*Document section*
The Difference Between State and Federal Sex Crimes Defense

Federal courts are governed by the U.S. Constitution and Title 18 of the United States Code. State courts are governed both by federal and state laws. This results in several differences that can have an impact on sex crimes defense and the process defendants face when they go to court, as well as on outcomes in the form of incarceration, fines and other consequences. If you or someone you know has been accused of this type of crime, seek a knowledgeable sex crime attorney who understands the difference between federal sex crimes and state sex crimes.

If the case will be tried in federal court, your attorney must be admitted for practice in federal court. To mount a successful federal sex crimes defense that protects your constitutional rights and the right of due process, a lawyer must be equipped to navigate federal criminal procedures, practices of federal law enforcement agencies and the U.S. Attorney’s office, the federal grand jury process, and federal sentencing guidelines.

Who Decides Whether Local or Federal Courts Handle Sex Crime Cases?

Sex crimes, like other crimes, are processed by law enforcement professionals and tried in courts within the jurisdiction where the crime took place. Some sex crimes are considered both federal and state violations. A case might begin in federal court, then be released to state court. Similarly, a case that begins at the state level might be elevated to federal court based on details of the case and seriousness of the crime. Sex crime cases can be tried in both federal and local courts at the same time. The U.S. Supreme Court has determined this doesn’t constitute double jeopardy (tried twice for the same offense).

The U.S. Constitution gives federal courts more power than local courts when laws overlap at the federal and state levels. In other words, federal courts can decide which cases to try. But they don’t always choose to undertake investigation and prosecution of a crime they have jurisdiction over.

Federal courts are likely to take on cases where a crime involved activity that crossed state lines, included use of the Internet, or affected a child or minor youth. Federal sex crimes are sometimes prosecuted in conjunction with other federal charges, such as kidnapping, drug trafficking, U.S. Postal Service violations, and terroristic threats.

*Required work*
Continue the article on state versus federal sex crimes defense, picking up after its last paragraph.

*Data supplied*
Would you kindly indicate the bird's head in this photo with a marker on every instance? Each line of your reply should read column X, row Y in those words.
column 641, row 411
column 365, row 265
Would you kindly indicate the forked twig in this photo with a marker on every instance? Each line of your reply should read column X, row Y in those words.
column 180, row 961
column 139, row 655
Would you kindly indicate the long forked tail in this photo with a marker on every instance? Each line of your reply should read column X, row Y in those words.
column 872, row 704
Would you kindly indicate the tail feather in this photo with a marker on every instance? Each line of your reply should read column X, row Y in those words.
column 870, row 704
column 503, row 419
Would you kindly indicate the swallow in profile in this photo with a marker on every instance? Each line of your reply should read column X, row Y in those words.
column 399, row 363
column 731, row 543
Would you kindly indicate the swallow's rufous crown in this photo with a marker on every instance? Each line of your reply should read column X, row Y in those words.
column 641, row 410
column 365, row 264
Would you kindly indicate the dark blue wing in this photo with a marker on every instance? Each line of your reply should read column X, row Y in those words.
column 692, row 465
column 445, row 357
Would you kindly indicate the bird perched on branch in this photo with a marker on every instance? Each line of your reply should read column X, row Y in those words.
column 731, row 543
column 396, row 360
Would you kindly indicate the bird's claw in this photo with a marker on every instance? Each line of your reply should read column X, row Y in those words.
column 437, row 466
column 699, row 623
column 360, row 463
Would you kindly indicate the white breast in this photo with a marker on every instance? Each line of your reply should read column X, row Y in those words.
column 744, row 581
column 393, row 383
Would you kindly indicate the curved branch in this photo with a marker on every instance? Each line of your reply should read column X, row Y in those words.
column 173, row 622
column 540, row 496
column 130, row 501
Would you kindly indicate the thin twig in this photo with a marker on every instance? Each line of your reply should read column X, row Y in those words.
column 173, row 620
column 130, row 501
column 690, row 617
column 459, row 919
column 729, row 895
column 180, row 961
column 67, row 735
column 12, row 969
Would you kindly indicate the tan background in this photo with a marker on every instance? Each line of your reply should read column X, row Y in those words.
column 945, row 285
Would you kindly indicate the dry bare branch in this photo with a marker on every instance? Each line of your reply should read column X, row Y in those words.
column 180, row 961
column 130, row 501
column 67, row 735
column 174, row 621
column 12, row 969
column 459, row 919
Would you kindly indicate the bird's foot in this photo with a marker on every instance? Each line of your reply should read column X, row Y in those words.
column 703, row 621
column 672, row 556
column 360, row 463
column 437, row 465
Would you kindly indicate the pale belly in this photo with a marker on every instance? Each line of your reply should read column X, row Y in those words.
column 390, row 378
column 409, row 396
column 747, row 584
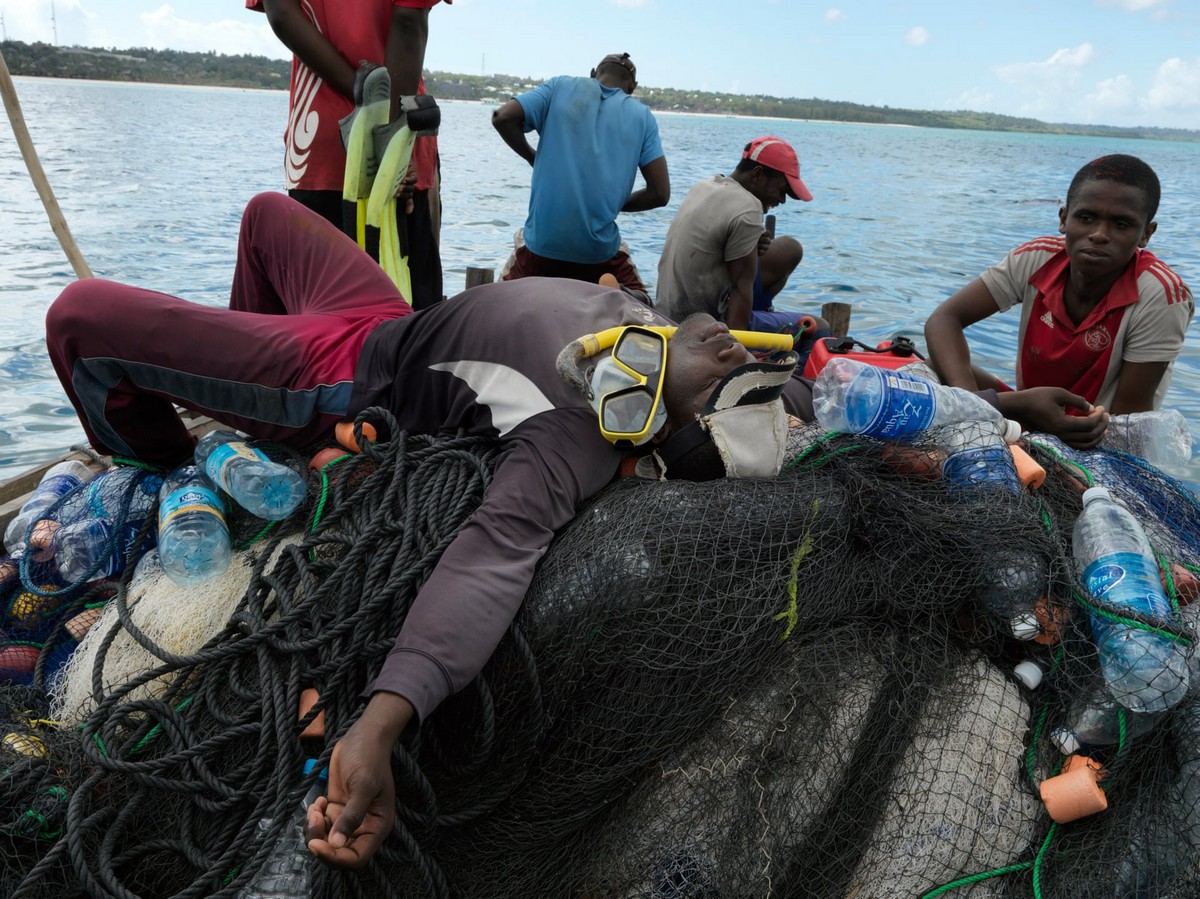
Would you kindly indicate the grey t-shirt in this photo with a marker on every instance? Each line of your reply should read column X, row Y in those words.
--
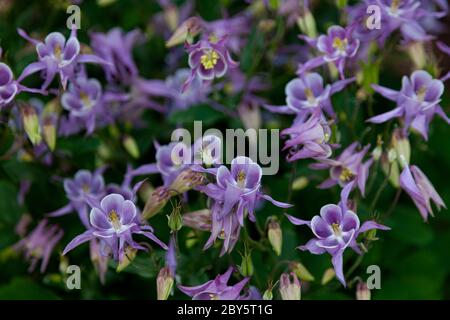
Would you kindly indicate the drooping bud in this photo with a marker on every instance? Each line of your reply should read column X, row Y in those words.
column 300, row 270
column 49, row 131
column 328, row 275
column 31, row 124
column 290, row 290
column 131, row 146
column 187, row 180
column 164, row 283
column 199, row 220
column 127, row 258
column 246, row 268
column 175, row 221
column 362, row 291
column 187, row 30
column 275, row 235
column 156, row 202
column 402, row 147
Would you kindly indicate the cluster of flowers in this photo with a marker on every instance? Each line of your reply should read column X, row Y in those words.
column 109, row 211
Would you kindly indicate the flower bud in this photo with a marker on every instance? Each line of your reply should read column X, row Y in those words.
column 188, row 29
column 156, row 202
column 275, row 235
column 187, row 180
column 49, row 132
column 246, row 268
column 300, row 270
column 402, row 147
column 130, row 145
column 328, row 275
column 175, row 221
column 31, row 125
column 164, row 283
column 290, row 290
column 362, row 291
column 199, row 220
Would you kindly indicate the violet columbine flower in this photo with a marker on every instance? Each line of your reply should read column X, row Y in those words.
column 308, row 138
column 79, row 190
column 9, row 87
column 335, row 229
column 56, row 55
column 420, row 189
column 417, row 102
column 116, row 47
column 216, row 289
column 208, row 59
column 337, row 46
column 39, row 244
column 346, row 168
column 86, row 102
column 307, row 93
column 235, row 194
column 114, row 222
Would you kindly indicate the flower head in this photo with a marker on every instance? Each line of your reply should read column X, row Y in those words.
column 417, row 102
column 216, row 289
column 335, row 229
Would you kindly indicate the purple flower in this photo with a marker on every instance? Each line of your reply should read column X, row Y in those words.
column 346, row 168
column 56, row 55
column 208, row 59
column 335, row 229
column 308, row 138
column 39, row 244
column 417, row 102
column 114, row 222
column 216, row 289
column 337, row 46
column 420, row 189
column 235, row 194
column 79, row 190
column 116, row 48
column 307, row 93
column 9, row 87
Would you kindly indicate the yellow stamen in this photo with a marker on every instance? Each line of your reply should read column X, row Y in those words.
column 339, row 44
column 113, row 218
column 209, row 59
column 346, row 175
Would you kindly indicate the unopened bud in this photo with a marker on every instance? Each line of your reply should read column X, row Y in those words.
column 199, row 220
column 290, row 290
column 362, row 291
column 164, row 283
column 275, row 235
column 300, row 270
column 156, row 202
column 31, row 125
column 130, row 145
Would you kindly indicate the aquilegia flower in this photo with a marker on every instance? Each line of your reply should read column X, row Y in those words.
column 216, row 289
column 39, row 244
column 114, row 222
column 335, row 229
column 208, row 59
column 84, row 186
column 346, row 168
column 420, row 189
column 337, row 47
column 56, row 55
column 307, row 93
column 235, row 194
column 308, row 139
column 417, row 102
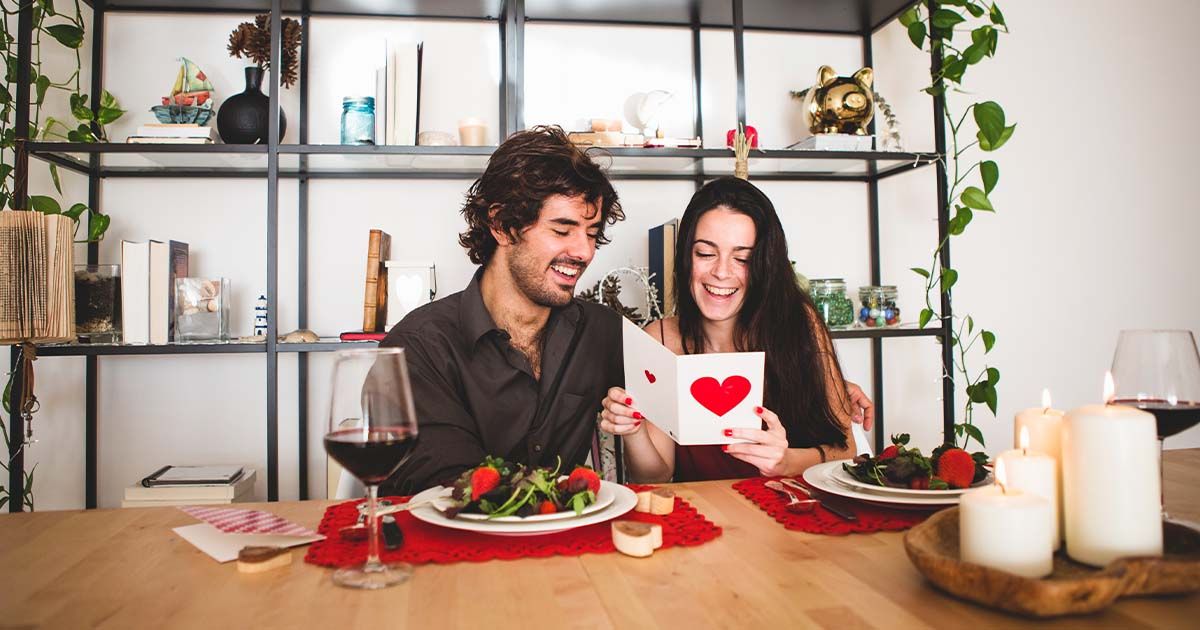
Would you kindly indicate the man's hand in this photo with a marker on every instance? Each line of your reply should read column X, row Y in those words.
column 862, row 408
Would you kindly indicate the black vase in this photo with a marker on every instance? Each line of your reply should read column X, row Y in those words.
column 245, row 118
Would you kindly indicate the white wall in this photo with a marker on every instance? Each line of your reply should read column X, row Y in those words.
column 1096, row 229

*The result*
Sex-related crimes typically processed by federal courts include:

  • Buying or selling of children and exploitation of minors
  • Child pornography, including possession or distribution
  • Online solicitation of a minor, especially if conducted across state lines
  • Aggravated sexual abuse or aggravated rape
  • Transportation of individuals, including minors, between states or to other countries, with the intent that they will engage in criminal sexual activity

Federal vs. State Criminal Processes for Sex Crimes

Investigating and trying a sex crime in federal court is more complicated than in a local court. This is to be expected simply because federal courts take on more serious crimes that are broader in scope. In addition, a greater number of law enforcement agencies and individuals may be involved in resolution of a federal case, which can lead to more considerations, more pages of material to research and prepare, and a greater amount of time—and money—needed for defense.

The FBI and DEA, agencies commonly engaged in federal cases, can and often do conduct long investigations, which complicates defense. Federal agencies have access to more resources and sometimes larger budgets than local law enforcement. They also tend to conduct uncompromising investigations and more aggressively prosecute the accused.

Not only do federal cases tend to be more complicated and intense, but federal prosecutors often pursue only cases they believe they have a high chance of winning. From a defense standpoint, this can require deeper research and a more focused and resolute approach by the defense attorney – and perhaps a higher skill level than that required to defend cases in local courts.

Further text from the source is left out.